-- Begin Excerpt to read --

I am trying to perform a large linear-algebra computation to transform a generic covariance matrix KK_l_obs (shape (NL, NL))into a map of covariance matrices in a reduced space Kmap_PC (shape (q, q, X, Y)).

Information about how to construct Kmap_PC for each spatial location is held in other arrays a, I0, and k_l_th. The first two have shapes (X, Y), and the third (nl, nl). The transformation between the observed and reduced space is handed by eingenvectors E (shape (q, nl)). Note that NL > nl.

A spatial element of Kmap_PC is calculated as:

Kmap_PC[..., X, Y] = E.dot(
    KK_l_obs[I0[X, Y]: I0[X, Y] + nl,
             I0[X, Y]: I0[X, Y] + nl] / a_map[X, Y] + 
    k_l_th).dot(E.T)

The bit inside the first dot product could theoretically be computed straight using np.einsum, but would take up hundreds of GB of memory. What I am doing now is looping through the spatial indices of Kmap_PC, which is pretty slow. I could also distribute the calculation using MPI (which could probably give a speedup of 3-4x, since I have 16 cores available).

I'm wondering:

(a) if I can do the computation more efficiently--perhaps explicitly breaking it down into groups of spatial elements; and

(b) if I can improve the memory overhead for those calculations.

Code snippet

import numpy as np
np.random.seed(1)

-- End Excerpt to read --
-- Begin Data for this task --

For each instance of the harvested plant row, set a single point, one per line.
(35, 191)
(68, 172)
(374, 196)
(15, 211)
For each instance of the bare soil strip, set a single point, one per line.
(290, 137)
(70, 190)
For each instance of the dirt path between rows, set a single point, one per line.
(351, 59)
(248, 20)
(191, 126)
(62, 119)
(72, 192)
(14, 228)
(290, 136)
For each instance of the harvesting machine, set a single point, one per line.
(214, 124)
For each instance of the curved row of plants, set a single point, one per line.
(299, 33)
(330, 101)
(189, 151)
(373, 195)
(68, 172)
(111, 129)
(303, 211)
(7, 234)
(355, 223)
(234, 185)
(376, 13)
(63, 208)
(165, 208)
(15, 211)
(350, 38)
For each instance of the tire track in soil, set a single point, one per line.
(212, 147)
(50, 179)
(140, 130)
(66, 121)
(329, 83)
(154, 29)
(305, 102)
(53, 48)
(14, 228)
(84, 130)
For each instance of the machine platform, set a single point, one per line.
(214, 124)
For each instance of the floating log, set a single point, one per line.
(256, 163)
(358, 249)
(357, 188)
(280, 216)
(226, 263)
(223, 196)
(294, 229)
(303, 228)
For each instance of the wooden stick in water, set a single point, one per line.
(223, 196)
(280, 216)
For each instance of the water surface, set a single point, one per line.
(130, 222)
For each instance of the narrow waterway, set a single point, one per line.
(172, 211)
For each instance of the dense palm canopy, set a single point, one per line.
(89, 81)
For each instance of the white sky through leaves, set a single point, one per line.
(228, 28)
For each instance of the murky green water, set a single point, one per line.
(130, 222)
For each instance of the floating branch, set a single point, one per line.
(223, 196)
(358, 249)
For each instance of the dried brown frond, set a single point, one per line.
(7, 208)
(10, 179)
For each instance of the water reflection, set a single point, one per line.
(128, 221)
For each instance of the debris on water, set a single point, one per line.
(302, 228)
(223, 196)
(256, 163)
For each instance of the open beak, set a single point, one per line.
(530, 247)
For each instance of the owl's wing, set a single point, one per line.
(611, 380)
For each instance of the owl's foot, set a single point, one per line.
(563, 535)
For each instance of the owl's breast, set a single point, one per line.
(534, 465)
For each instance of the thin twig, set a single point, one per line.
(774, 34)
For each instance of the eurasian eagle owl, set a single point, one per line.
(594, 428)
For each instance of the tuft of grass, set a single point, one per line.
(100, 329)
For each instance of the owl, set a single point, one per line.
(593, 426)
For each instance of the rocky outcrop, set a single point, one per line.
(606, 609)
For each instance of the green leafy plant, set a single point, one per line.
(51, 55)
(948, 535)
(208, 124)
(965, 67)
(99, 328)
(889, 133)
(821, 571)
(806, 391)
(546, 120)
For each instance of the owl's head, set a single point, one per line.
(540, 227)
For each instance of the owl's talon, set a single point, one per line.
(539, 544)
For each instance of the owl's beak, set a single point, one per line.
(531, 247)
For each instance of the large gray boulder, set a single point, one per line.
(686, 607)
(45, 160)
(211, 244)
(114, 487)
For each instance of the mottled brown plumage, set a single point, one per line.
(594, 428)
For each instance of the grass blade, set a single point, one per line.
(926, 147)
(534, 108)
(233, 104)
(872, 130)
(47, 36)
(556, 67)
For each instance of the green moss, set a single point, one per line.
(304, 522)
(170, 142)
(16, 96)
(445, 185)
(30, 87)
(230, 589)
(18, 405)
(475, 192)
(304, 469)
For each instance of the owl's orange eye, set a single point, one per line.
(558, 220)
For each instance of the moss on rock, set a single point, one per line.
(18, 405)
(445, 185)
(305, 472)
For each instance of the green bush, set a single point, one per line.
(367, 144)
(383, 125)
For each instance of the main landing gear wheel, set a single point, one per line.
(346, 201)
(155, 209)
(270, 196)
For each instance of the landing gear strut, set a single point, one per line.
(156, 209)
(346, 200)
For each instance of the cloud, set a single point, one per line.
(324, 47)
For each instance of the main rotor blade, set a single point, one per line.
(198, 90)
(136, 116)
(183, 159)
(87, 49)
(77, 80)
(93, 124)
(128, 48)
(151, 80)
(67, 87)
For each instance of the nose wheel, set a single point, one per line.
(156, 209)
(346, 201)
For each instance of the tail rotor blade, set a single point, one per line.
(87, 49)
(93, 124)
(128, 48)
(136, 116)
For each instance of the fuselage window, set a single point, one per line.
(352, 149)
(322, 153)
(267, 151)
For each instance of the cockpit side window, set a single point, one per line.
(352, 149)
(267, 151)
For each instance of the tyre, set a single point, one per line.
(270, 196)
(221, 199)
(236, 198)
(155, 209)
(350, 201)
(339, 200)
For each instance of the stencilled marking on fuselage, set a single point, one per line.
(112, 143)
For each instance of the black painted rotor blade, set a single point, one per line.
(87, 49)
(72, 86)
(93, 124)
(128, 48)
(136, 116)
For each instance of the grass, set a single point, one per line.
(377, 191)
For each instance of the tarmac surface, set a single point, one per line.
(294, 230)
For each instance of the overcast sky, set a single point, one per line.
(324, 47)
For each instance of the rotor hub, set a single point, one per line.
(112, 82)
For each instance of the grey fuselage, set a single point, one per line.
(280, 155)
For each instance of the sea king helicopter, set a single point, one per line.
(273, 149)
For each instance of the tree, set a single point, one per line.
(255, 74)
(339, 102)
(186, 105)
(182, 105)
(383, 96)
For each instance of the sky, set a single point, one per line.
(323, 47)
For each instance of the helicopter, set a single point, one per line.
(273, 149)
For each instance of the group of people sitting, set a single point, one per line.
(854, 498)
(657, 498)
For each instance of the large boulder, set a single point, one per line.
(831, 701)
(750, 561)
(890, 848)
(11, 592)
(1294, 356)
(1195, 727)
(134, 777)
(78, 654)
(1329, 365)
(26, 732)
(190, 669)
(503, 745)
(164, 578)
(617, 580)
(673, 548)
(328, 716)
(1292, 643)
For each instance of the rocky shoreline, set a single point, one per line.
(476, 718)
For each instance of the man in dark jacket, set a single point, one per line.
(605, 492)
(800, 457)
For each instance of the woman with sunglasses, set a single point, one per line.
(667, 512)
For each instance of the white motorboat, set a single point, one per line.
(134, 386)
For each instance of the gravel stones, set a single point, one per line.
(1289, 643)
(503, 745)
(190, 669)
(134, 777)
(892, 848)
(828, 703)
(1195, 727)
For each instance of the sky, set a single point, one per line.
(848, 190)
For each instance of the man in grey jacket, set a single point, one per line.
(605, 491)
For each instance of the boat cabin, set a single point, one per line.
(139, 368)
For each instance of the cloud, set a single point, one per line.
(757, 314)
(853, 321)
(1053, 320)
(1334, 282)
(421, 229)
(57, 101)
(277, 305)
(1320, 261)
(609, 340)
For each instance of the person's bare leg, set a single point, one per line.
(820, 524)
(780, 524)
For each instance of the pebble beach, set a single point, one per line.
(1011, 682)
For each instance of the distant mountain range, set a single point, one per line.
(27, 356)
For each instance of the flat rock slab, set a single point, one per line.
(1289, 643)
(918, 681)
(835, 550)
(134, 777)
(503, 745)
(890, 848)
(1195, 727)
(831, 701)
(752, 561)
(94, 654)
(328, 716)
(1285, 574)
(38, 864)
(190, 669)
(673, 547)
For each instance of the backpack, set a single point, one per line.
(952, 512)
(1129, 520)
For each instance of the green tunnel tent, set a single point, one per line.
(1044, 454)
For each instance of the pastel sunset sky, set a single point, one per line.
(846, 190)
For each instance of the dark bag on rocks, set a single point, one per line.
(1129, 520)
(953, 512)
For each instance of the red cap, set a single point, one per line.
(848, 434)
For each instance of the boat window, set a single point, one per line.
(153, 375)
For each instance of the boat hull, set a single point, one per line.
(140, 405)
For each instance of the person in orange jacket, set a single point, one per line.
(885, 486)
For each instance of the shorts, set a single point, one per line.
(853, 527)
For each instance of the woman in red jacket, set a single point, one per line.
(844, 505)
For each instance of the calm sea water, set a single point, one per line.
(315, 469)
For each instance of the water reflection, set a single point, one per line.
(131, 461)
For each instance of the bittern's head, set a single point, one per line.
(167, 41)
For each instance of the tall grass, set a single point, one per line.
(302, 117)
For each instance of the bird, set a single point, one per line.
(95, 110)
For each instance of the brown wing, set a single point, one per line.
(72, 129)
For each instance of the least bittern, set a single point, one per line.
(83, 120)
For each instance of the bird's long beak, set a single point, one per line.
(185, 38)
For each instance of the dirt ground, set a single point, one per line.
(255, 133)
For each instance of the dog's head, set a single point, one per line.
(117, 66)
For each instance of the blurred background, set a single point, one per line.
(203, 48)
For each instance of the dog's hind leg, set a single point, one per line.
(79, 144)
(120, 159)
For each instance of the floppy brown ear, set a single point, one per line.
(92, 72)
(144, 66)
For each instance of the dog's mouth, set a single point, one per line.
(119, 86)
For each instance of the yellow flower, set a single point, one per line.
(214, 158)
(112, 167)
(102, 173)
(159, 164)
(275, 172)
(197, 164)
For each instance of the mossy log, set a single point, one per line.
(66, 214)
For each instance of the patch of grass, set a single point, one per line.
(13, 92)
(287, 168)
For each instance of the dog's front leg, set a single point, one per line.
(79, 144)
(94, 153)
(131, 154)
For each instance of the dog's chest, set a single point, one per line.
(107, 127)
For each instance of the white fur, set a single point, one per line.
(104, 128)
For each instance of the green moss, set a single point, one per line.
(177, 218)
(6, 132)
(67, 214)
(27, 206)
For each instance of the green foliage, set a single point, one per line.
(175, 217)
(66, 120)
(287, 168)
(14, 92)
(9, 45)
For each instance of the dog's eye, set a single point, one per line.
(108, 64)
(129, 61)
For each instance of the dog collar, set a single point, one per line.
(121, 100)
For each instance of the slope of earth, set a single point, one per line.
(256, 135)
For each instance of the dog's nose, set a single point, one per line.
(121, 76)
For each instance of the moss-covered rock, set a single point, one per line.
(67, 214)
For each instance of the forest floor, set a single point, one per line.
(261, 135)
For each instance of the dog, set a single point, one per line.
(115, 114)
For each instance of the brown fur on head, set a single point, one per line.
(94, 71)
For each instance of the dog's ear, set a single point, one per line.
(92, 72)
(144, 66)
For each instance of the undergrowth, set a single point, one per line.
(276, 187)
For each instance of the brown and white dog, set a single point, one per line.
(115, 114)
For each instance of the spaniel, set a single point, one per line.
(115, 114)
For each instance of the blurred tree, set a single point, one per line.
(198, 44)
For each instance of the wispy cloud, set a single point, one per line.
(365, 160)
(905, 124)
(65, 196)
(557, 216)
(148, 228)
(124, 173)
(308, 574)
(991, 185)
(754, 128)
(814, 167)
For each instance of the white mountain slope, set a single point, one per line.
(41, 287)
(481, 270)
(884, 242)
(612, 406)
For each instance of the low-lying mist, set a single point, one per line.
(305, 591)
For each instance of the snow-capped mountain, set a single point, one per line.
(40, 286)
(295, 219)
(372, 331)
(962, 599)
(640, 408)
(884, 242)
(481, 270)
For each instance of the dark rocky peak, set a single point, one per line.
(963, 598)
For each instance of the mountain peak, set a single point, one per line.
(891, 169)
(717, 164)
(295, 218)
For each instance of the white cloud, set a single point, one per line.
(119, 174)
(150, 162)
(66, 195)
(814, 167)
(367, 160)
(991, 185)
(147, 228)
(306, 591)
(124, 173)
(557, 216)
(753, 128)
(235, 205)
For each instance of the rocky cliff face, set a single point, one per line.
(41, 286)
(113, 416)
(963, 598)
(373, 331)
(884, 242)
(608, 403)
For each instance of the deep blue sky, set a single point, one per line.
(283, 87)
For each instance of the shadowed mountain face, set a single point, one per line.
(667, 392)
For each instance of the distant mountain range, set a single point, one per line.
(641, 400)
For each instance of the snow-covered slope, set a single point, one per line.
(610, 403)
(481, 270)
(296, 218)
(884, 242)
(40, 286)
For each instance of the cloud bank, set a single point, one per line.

-- End Data for this task --

- _Objective A_
Summarize the covariance question in two sentences.
- _Objective B_
Pick out every line of the entries that contains the string "window", with case counting.

- _Output A_
The goal is to transform a generic covariance matrix KK_l_obs of shape (NL, NL) into a map of reduced-space covariance matrices Kmap_PC of shape (q, q, X, Y), using other arrays and eigenvectors E. Because a direct np.einsum computation would take hundreds of GB of memory and looping through the spatial indices is slow, the question asks whether the computation can be done more efficiently, perhaps in groups of spatial elements, and with less memory overhead.

- _Output B_
For each instance of the fuselage window, set a single point, one per line.
For each instance of the cockpit side window, set a single point, one per line.
For each instance of the boat window, set a single point, one per line.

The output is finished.